Reading passage:

[Start of Attachment]

By Marie Bradby
My friends and I attended several weddings across the country this summer. It was the stuff of dreams: misty-eyed fathers proudly ushering brides in confectionery gowns down the aisle; grooms playfully wearing Star Wars cufflinks; and sharply dressed guests tossing lavender buds and plumeria petals on the amorous couples as they head to their reception and honeymoon.
But instead of a toaster, I wanted my gift to be a guide for how to stay married after the fairy tale wears off. Because…well, because the honeymoon will wear off. And conflicts will ensue. It’s normal. However, to stay married, you have to work at it.
|Sally and her husband John Turner suggests couples think of their marriage as a partnership.|
Photos by Melissa Donald
First, let’s take a look at the challenges young couples face today.
“From cell phones and computers in the bedroom and on dates, to reconnecting with old flames through social media…technology is a problem that drives couples apart and robs them of intimacy and connection,” says Sally Connolly, a licensed marriage and family therapist who specializes in couples counseling. She and her husband, John Turner, also a therapist, run Couples Counseling of Louisville. “We go out to dinner and see whole families with their tablet or cell phone in front of them. They lose their connection with each other. And, when you are online all the time, people start winking at you and things grow into affairs.”

[End of Attachment]

[Items from a data source]
[Start of Attachment]

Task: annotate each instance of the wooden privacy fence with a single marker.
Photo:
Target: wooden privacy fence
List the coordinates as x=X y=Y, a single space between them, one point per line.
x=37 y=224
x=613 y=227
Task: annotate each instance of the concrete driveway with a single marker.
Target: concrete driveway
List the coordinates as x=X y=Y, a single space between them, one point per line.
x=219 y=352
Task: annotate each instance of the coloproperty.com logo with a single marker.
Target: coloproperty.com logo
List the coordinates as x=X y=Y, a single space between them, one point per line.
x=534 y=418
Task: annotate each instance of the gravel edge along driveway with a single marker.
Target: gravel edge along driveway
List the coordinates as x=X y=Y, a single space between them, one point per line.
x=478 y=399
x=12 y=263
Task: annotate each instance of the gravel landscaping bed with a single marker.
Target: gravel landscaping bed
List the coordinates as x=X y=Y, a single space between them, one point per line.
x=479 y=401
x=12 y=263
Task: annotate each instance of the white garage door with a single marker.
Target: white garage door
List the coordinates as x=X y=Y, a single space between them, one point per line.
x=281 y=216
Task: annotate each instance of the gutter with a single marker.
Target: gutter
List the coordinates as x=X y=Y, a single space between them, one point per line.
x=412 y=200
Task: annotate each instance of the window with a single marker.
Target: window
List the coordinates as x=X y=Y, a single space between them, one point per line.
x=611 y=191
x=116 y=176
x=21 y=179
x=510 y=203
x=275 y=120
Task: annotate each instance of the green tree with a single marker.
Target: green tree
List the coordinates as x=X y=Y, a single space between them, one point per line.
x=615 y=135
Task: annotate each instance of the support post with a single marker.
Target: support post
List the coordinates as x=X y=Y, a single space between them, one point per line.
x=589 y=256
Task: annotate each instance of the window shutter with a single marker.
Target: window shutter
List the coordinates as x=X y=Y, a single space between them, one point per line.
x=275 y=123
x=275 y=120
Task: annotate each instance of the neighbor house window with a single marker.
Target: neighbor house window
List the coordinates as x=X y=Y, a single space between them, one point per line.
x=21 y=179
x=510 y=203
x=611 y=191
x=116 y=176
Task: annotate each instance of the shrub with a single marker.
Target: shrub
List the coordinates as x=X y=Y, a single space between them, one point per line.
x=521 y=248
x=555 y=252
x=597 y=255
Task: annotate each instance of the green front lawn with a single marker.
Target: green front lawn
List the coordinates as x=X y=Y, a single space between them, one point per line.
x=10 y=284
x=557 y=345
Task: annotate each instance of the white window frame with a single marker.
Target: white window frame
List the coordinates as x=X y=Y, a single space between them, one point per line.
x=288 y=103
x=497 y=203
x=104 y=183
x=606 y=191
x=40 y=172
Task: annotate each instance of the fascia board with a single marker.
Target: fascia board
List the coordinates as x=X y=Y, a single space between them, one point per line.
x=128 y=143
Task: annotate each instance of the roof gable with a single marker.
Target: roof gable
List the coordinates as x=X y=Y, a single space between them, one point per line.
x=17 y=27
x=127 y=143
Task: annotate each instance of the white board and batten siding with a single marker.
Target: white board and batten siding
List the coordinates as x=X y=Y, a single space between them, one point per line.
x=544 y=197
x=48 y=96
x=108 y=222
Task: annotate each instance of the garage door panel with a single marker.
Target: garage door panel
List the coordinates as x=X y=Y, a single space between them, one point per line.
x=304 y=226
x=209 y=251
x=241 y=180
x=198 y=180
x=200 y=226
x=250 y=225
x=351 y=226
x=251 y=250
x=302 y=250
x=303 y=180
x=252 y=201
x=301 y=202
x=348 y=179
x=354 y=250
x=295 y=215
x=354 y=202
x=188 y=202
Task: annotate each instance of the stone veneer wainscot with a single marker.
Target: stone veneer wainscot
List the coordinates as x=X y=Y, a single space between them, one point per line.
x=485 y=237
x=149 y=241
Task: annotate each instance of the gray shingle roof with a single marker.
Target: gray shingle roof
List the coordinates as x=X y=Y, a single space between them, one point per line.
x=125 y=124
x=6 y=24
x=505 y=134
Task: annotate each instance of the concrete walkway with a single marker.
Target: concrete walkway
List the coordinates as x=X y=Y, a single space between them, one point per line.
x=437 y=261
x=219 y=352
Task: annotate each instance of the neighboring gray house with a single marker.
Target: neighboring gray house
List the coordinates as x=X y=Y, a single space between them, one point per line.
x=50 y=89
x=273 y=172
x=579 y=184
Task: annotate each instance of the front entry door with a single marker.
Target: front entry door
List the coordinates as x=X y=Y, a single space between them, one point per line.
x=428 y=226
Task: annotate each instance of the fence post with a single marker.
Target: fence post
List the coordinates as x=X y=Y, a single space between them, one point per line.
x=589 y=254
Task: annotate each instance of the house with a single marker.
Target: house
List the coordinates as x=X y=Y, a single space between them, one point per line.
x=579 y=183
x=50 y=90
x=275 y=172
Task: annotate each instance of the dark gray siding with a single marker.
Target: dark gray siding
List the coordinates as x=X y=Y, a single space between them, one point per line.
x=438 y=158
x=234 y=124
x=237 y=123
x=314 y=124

[End of Attachment]

Tasks to perform:
#1 In the article on staying married, what is the name of the practice that Sally Connolly and John Turner run?
#2 Continue the article on staying married from its final sentence.

Answer list:
#1 Couples Counseling of Louisville.

#2
Couples also have trouble finding time to be together and focus on the relationship. “There are way too many distractions,” Sally says. “Too much time spent on work, buddies, the internet. They get busy with their sports, hobbies, jobs, old friends, and children from earlier marriages. They don’t mean to, but they slowly drift apart.”
Then there’s learning how to live together and share money, time, and space with another person.
“It’s hard for people who have lived on their own to learn to share and to make decisions about money together,” Sally says. “It’s something you have to learn to do. The first year of marriage is a real adjustment. The man might not know how to live with a woman. The woman might not know how to live with a man. Especially for young couples, learning how to be a couple can be a new experience, and sometimes that’s part of the problem.”
Newlyweds also need to learn to negotiate and compromise on daily living, from chores to shopping. “People still get in arguments about chores,” Sally says. “People have different styles of cleanliness and orderliness. Couples traditionally have the same things that they argue about over and over. These things are normal. But, they have to learn to argue respectfully and figure it out.”
Another big problem for young couples: “Holding on to the idea that they can continue to have friends of the opposite sex and that there is no potential to cause problems in their marriage. Having friends of the opposite sex can be a good thing in the relationship, but it has the potential to lead to affairs. You have to be very open about these friendships, because they can be dangerous. Couples need to talk about what’s OK to do and say with these friends.”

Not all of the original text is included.